Last season was a good one for the 40-and-under crowd in college football.
Three of the four offensive coordinators in the College Football Playoff were under the age of 40 at the start of the season — Ohio State’s Tom Herman, Oregon’s Scott Frost and Alabama’s Lane Kiffin.
Herman took the Houston head coaching job, and Kiffin resurrected his coaching career by leading a dynamic Alabama offense.
Herman, Kiffin and Frost have moved off our list of the top coaches under the age of 40 — as has Northwestern head coach Pat Fitzgerald — as they enter their 40s.
In their place are plenty of 30-somethings with bright futures ahead of them.
Best Head Coaches Under 40
1. Justin Fuente, Memphis head coach
Fuente has been on the fast track since Gary Patterson plucked him from the staff at Illinois State in 2007. As TCU’s offensive coordinator, Fuente coached in two BCS games, including a Rose Bowl win over Wisconsin to cap an undefeated season in 2010. At Memphis, he led one of the best turnarounds of the 2014 season. In three seasons, Fuente led Memphis to its first AP top 25 final ranking in school history and first 10-win season since 1938. And remember: Memphis had lost 10 games in each of the three seasons preceding Fuente’s tenure. Another year like that and Fuente will be the top coaching candidate in the 2015 carousel.

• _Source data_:
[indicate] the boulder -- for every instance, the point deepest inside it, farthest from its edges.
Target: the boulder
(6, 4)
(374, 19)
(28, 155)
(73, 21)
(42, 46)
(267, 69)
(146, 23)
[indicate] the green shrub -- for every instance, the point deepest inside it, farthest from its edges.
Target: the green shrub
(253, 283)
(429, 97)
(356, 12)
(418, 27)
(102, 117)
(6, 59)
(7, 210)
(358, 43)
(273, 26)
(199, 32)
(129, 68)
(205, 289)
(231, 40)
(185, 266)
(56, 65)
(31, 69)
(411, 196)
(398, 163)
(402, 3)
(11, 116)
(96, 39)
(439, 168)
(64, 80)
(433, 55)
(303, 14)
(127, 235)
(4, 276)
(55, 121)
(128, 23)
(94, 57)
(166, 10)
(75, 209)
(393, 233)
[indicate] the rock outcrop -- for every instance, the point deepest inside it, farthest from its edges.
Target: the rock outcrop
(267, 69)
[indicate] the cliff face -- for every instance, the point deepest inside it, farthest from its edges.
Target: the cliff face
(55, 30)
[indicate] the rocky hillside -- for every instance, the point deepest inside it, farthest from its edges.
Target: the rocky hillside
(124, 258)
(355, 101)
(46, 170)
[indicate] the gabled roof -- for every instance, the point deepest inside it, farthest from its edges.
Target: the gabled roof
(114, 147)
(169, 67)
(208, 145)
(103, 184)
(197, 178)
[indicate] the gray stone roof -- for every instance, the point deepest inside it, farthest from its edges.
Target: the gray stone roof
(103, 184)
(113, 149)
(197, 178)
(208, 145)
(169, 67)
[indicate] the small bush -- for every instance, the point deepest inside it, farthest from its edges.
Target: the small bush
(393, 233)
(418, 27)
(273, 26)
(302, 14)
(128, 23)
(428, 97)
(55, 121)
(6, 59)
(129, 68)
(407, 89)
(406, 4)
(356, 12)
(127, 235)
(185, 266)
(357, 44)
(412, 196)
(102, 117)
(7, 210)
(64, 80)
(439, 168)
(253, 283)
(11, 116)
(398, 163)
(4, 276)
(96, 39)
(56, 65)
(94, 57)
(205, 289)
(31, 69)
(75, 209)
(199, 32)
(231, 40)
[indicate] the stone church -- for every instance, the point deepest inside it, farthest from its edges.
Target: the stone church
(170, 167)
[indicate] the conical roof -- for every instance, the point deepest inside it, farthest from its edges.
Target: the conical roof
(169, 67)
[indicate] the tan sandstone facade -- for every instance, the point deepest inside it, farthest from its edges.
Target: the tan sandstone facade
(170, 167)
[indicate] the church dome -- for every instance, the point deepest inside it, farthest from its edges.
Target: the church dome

• _Requirement_:
From the article on college football coaches under 40:
1. Who were the three College Football Playoff offensive coordinators under 40 at the start of the season?
2. Which head coaching job did Herman take?
3. Which team did TCU beat in the Rose Bowl while Fuente was its offensive coordinator?

• _Complete output_:
1. Ohio State's Tom Herman, Oregon's Scott Frost and Alabama's Lane Kiffin.
2. Houston.
3. Wisconsin.